**Task prompt**
With nothing added or dropped, output every record below exactly.

**Supplied records**

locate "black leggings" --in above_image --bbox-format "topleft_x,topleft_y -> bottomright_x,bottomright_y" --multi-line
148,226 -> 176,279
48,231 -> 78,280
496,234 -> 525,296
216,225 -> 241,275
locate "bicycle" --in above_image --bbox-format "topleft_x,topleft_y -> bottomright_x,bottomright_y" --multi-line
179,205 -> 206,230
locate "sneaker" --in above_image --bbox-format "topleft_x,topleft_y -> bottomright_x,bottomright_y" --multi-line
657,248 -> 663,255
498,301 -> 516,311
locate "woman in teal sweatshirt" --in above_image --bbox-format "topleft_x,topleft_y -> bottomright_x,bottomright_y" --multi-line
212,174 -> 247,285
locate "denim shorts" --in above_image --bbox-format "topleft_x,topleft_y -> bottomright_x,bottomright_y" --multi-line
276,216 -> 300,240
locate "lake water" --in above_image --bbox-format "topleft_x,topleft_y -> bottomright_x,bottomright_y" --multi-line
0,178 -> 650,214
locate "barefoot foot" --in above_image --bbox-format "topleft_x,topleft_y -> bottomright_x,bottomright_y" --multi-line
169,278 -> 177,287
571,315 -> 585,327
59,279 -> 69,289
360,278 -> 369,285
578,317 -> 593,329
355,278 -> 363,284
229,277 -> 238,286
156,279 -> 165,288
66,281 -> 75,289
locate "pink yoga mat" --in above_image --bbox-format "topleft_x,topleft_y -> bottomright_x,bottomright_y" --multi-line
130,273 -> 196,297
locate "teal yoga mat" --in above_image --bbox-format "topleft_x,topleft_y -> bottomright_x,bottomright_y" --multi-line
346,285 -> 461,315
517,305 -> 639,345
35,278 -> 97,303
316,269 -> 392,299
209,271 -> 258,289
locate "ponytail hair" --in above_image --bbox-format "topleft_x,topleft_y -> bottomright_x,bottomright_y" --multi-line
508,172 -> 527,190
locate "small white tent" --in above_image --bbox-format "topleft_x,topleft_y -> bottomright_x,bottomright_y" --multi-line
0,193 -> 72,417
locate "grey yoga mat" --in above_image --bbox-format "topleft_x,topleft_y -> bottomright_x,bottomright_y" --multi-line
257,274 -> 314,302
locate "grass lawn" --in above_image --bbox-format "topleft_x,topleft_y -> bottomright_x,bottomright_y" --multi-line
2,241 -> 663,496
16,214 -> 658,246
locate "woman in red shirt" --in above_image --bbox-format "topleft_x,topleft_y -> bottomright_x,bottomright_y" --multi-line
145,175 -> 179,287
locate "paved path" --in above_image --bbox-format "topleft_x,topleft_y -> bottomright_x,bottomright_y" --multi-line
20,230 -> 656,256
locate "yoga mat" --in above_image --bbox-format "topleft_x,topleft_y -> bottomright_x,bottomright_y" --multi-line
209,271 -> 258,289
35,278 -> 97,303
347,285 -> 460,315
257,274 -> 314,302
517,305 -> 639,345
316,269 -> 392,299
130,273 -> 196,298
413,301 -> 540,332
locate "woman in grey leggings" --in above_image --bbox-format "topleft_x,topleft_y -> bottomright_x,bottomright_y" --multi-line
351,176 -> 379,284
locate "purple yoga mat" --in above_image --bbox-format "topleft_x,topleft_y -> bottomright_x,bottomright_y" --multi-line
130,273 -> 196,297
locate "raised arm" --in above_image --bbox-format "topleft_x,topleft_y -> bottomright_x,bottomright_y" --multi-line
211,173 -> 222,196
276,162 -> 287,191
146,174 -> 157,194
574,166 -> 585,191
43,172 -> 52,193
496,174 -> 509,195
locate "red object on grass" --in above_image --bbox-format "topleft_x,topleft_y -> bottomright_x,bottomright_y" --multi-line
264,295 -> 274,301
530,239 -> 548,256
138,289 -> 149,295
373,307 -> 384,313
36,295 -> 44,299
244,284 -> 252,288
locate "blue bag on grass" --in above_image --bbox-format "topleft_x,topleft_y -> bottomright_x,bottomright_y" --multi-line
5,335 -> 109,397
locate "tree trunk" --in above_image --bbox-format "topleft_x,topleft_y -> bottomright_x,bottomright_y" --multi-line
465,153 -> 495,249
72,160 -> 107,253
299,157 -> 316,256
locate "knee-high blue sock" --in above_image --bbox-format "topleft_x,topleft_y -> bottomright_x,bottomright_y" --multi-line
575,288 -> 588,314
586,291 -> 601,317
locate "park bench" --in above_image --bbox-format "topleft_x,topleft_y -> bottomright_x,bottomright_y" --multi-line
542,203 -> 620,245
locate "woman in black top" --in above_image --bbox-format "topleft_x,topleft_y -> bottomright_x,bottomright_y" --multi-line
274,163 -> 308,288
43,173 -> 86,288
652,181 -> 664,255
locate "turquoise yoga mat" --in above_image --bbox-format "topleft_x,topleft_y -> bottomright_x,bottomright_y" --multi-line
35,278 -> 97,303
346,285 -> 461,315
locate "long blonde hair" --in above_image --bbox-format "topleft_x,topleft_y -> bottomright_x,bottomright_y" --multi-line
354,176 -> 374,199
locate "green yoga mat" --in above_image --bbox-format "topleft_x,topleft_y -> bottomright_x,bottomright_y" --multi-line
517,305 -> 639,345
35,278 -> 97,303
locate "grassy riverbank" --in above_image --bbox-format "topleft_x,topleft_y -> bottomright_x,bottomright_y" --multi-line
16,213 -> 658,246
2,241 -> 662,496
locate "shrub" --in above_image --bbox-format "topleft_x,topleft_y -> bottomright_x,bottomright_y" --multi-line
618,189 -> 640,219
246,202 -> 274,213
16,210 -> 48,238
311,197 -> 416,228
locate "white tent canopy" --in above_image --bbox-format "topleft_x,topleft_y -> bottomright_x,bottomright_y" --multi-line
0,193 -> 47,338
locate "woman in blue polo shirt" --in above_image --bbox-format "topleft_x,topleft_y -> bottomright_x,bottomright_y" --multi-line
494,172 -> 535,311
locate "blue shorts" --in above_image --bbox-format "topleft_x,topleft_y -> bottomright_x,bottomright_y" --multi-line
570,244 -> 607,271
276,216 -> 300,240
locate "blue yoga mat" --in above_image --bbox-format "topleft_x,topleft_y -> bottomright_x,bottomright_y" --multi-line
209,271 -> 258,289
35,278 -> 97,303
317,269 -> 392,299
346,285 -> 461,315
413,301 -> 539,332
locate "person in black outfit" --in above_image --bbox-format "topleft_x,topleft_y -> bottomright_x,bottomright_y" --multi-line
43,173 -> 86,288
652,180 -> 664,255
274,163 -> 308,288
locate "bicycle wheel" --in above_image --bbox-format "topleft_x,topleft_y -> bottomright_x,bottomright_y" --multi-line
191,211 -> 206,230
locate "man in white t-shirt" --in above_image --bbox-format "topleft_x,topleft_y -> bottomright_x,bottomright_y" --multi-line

**Output of the exercise**
locate "black leggings" --in above_image --bbox-format "topleft_x,topleft_y -> bottomright_x,bottomright_y" --multi-line
148,226 -> 176,279
48,231 -> 78,280
496,234 -> 525,296
216,225 -> 241,275
locate "bicycle" --in above_image --bbox-format "topleft_x,topleft_y -> bottomright_x,bottomright_y" --multi-line
179,205 -> 206,230
locate "sneaker" --in above_image --bbox-format "topleft_x,topleft_y -> bottomright_x,bottomright_y" --multi-line
657,248 -> 663,255
498,301 -> 516,311
locate "woman in teal sweatshirt" --in above_image --bbox-format "topleft_x,topleft_y -> bottomright_x,bottomright_y" --multi-line
212,174 -> 247,285
locate "denim shorts" --in above_image --bbox-format "topleft_x,topleft_y -> bottomright_x,bottomright_y" --multi-line
276,216 -> 300,240
locate "lake water" --in above_image --bbox-format "topleft_x,topleft_y -> bottomright_x,bottomright_y" --multi-line
0,178 -> 650,214
locate "barefoot foot" --in above_image --bbox-format "topleft_x,topleft_y -> bottomright_x,bottomright_y" --multi-line
169,278 -> 177,287
571,315 -> 585,327
59,279 -> 69,289
360,278 -> 369,285
578,317 -> 593,329
355,278 -> 363,284
229,277 -> 238,286
156,279 -> 165,288
66,281 -> 75,289
locate "pink yoga mat" --in above_image --bbox-format "topleft_x,topleft_y -> bottomright_x,bottomright_y" --multi-line
130,273 -> 196,297
locate "teal yoga mat" --in above_image --bbox-format "topleft_x,topleft_y -> bottomright_x,bottomright_y" --multi-line
346,285 -> 461,315
517,305 -> 639,345
35,278 -> 97,303
316,269 -> 392,299
209,271 -> 258,289
locate "ponytail hair" --in above_image --bbox-format "topleft_x,topleft_y -> bottomright_x,bottomright_y" --multi-line
508,172 -> 527,190
locate "small white tent" --in above_image --bbox-format "topleft_x,topleft_y -> bottomright_x,bottomright_y" --multi-line
0,193 -> 72,417
locate "grey yoga mat" --in above_image --bbox-format "topleft_x,topleft_y -> bottomright_x,bottomright_y" --multi-line
257,274 -> 314,302
locate "grass lawn" --in above_image --bbox-format "topleft_x,topleft_y -> bottomright_x,bottomright_y" --multi-line
2,241 -> 663,496
16,214 -> 658,246
locate "woman in red shirt" --in above_image --bbox-format "topleft_x,topleft_y -> bottomright_x,bottomright_y" --multi-line
145,175 -> 179,287
locate "paved path" --in above_image --bbox-format "topleft_x,topleft_y -> bottomright_x,bottomright_y" --multi-line
20,230 -> 656,256
locate "yoga mat" --in above_image --bbox-format "topleft_x,topleft_y -> bottomright_x,bottomright_y" --multi-line
209,271 -> 258,289
35,278 -> 97,303
347,285 -> 460,315
257,274 -> 314,302
517,305 -> 639,345
316,269 -> 392,299
130,273 -> 196,298
413,301 -> 540,332
locate "woman in grey leggings" --in above_image --bbox-format "topleft_x,topleft_y -> bottomright_x,bottomright_y" --multi-line
351,176 -> 379,284
locate "purple yoga mat" --in above_image --bbox-format "topleft_x,topleft_y -> bottomright_x,bottomright_y" --multi-line
130,273 -> 196,297
locate "raised arm" --in above_image --bbox-format "topleft_x,topleft_y -> bottomright_x,bottomright_y" --multi-line
211,173 -> 222,196
276,162 -> 287,191
146,174 -> 157,194
574,166 -> 585,191
43,172 -> 52,193
496,174 -> 509,195
locate "red object on grass" --in above_image --bbox-format "topleft_x,topleft_y -> bottomright_x,bottomright_y" --multi-line
264,295 -> 274,301
530,239 -> 548,256
138,289 -> 149,295
373,307 -> 384,313
36,295 -> 44,299
244,284 -> 252,288
locate "blue bag on grass" --in above_image --bbox-format "topleft_x,topleft_y -> bottomright_x,bottomright_y" --multi-line
5,335 -> 109,397
locate "tree trunk" --in above_image --bbox-format "topleft_x,topleft_y -> bottomright_x,bottomright_y" --multi-line
465,153 -> 495,249
72,160 -> 107,253
299,157 -> 316,256
locate "knee-high blue sock" --in above_image --bbox-format "topleft_x,topleft_y -> bottomright_x,bottomright_y" --multi-line
575,288 -> 588,314
586,291 -> 601,317
locate "park bench" --in above_image --bbox-format "topleft_x,topleft_y -> bottomright_x,bottomright_y" --multi-line
542,203 -> 620,245
locate "woman in black top" --in above_image --bbox-format "topleft_x,topleft_y -> bottomright_x,bottomright_y" --multi-line
274,163 -> 308,288
43,173 -> 86,288
652,181 -> 664,255
locate "turquoise yoga mat" --in above_image --bbox-format "topleft_x,topleft_y -> bottomright_x,bottomright_y" --multi-line
35,278 -> 97,303
346,285 -> 461,315
locate "long blonde hair" --in above_image --bbox-format "topleft_x,topleft_y -> bottomright_x,bottomright_y" --multi-line
354,176 -> 374,199
locate "green yoga mat" --in above_image --bbox-format "topleft_x,topleft_y -> bottomright_x,bottomright_y" --multi-line
517,305 -> 639,345
35,278 -> 97,303
locate "grassy riverbank" --in above_image --bbox-format "topleft_x,topleft_y -> bottomright_x,bottomright_y" --multi-line
16,213 -> 658,246
2,241 -> 662,496
locate "shrub" --in above_image --bbox-format "topleft_x,topleft_y -> bottomright_x,bottomright_y" --multi-line
618,189 -> 640,219
246,202 -> 274,213
16,210 -> 48,238
311,197 -> 416,228
locate "white tent canopy" --in above_image --bbox-format "topleft_x,topleft_y -> bottomright_x,bottomright_y" --multi-line
0,193 -> 47,338
locate "woman in blue polo shirt" --in above_image --bbox-format "topleft_x,topleft_y -> bottomright_x,bottomright_y" --multi-line
494,172 -> 535,311
locate "blue shorts" --in above_image --bbox-format "topleft_x,topleft_y -> bottomright_x,bottomright_y" --multi-line
570,244 -> 607,271
276,216 -> 300,240
locate "blue yoga mat" --in above_image --bbox-format "topleft_x,topleft_y -> bottomright_x,bottomright_y" --multi-line
209,271 -> 258,289
35,278 -> 97,303
317,269 -> 392,299
346,285 -> 461,315
413,301 -> 539,332
locate "person in black outfit" --in above_image --bbox-format "topleft_x,topleft_y -> bottomright_x,bottomright_y" --multi-line
43,173 -> 86,288
652,180 -> 664,255
274,163 -> 308,288
locate "bicycle wheel" --in above_image --bbox-format "topleft_x,topleft_y -> bottomright_x,bottomright_y" --multi-line
191,211 -> 206,230
locate "man in white t-shirt" --in above_image --bbox-format "topleft_x,topleft_y -> bottomright_x,bottomright_y" --multi-line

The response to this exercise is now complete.